## BEGIN DATA TO USE

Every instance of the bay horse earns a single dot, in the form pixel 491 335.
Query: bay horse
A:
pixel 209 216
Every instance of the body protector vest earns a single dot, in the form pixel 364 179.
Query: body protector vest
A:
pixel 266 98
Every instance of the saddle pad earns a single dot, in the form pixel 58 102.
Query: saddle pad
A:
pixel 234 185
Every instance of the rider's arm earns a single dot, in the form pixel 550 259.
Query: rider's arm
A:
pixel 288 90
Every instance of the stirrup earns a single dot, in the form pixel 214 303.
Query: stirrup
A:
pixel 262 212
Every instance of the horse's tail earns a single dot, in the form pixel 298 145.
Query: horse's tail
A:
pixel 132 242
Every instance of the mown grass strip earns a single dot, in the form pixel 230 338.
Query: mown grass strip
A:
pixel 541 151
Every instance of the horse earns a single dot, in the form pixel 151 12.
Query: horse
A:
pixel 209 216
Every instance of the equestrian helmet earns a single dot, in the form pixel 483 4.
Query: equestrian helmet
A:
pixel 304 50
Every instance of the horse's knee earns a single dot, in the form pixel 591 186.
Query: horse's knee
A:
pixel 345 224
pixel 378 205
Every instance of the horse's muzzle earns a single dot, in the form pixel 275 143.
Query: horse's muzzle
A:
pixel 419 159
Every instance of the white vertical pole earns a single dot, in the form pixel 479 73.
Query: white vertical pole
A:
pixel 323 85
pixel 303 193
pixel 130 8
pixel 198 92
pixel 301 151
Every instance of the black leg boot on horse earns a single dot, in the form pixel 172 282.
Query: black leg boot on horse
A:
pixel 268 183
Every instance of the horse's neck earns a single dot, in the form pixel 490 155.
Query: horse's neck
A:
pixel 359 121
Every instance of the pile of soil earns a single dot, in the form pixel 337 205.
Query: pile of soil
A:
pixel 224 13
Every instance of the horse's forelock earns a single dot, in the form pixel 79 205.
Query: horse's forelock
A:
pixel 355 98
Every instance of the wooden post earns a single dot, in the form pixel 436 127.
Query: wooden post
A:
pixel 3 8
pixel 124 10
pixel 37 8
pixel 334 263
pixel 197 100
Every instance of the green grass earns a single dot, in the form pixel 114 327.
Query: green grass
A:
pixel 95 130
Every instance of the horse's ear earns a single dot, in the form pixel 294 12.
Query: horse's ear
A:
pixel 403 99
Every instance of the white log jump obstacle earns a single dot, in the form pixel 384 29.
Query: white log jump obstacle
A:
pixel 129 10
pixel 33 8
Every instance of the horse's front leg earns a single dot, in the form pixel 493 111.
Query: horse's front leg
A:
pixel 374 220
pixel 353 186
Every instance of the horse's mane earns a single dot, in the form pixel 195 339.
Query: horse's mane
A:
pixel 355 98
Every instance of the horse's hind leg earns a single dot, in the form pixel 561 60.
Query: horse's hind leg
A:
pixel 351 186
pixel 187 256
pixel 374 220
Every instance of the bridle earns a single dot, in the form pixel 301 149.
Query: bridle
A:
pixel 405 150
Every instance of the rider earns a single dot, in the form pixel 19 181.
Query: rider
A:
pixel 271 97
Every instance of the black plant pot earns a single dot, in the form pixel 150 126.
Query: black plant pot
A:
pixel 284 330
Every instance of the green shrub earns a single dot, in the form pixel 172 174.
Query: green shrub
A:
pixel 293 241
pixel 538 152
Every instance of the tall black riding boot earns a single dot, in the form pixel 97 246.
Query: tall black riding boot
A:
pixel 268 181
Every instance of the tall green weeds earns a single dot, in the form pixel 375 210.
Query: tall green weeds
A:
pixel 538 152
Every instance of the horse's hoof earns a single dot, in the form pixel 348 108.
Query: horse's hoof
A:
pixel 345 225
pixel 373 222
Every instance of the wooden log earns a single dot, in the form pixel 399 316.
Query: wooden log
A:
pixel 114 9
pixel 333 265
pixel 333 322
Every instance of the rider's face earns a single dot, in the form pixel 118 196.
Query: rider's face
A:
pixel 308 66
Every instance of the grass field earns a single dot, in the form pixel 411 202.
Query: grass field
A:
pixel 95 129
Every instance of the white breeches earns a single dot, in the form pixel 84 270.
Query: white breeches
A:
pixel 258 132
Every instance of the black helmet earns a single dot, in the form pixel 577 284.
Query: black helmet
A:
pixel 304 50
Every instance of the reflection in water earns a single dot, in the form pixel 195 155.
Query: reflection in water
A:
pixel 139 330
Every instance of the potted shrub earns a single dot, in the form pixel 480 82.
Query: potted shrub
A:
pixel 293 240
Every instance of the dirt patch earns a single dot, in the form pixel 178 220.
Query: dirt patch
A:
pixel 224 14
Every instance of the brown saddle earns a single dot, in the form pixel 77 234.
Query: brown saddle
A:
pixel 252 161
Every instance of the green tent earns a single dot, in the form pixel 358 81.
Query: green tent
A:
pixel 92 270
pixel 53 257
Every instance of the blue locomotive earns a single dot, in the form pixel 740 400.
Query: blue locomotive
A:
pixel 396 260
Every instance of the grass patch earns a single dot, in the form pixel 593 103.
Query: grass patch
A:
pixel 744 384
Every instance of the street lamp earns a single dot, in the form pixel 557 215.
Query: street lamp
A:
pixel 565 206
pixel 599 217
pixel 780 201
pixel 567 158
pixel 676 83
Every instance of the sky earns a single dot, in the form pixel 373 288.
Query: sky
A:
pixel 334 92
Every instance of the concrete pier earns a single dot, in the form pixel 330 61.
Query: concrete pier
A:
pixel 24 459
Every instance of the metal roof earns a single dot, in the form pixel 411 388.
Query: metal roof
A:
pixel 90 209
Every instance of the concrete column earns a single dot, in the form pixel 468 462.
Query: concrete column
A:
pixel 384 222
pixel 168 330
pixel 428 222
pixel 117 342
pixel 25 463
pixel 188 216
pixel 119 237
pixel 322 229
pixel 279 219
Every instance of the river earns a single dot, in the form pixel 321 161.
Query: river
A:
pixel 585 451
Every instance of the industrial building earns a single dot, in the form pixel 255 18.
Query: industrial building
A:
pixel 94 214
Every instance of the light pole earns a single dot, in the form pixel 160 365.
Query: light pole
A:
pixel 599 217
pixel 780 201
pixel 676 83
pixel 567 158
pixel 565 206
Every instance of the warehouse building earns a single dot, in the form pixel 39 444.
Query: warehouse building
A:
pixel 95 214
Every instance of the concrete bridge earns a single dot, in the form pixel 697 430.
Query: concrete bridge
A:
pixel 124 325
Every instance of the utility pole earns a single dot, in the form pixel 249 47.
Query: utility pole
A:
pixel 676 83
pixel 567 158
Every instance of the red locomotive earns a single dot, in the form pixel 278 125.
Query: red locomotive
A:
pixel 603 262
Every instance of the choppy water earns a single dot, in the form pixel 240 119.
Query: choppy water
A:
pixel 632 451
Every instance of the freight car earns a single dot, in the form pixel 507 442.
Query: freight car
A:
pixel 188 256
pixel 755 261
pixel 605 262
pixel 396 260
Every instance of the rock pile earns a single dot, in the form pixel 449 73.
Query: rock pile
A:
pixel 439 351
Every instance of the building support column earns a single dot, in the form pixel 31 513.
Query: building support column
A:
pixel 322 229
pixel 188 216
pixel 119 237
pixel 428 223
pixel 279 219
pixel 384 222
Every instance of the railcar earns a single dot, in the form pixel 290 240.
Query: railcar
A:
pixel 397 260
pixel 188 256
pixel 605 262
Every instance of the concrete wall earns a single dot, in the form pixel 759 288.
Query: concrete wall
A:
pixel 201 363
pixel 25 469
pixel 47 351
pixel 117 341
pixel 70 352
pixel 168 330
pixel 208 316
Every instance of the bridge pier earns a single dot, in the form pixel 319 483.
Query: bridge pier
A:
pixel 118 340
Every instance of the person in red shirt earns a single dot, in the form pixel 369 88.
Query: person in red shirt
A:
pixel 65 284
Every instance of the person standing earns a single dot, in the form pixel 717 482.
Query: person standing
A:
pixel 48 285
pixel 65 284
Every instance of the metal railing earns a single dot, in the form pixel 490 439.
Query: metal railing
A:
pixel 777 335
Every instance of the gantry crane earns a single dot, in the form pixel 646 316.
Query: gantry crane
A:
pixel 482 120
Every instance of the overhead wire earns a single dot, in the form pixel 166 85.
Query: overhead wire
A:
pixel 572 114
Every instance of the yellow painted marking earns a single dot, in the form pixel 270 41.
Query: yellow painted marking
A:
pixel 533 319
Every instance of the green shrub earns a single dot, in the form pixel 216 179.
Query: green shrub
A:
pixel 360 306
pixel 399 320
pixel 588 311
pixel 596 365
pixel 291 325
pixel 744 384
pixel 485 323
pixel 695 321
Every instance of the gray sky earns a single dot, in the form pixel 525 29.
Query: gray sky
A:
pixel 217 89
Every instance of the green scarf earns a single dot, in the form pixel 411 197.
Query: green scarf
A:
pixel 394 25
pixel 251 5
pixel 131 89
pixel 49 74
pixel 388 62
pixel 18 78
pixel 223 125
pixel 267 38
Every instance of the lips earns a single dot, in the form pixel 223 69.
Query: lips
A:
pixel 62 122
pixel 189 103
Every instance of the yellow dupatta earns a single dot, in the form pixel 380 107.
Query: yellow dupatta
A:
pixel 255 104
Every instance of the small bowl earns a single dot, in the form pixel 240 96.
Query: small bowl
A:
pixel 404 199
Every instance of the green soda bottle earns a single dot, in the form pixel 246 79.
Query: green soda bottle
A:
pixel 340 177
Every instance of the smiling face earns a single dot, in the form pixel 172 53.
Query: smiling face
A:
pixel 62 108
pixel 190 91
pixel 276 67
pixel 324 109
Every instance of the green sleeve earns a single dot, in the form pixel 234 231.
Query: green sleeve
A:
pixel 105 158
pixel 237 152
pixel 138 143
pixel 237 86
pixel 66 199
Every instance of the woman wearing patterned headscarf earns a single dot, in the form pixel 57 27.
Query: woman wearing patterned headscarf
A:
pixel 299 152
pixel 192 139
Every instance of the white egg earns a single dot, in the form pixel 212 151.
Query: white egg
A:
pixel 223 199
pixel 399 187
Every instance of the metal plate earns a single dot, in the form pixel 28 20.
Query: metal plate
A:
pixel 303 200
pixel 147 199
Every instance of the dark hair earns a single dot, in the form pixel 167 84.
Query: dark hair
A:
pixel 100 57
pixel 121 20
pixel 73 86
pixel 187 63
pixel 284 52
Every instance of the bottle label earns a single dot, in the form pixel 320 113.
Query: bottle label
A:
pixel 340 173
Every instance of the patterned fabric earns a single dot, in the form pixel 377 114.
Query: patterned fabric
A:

## END DATA TO USE

EXERCISE » Start at the line containing "Every instance of the overhead" and end after the line containing "pixel 533 319". Rewrite those lines with "overhead wire" changed to "power cable" and everything else unchanged.

REPLY »
Every instance of the power cable earns a single dot, in the form pixel 166 85.
Query: power cable
A:
pixel 572 114
Every instance of the yellow painted marking earns a single dot, in the form pixel 270 41.
Query: yellow painted marking
A:
pixel 533 319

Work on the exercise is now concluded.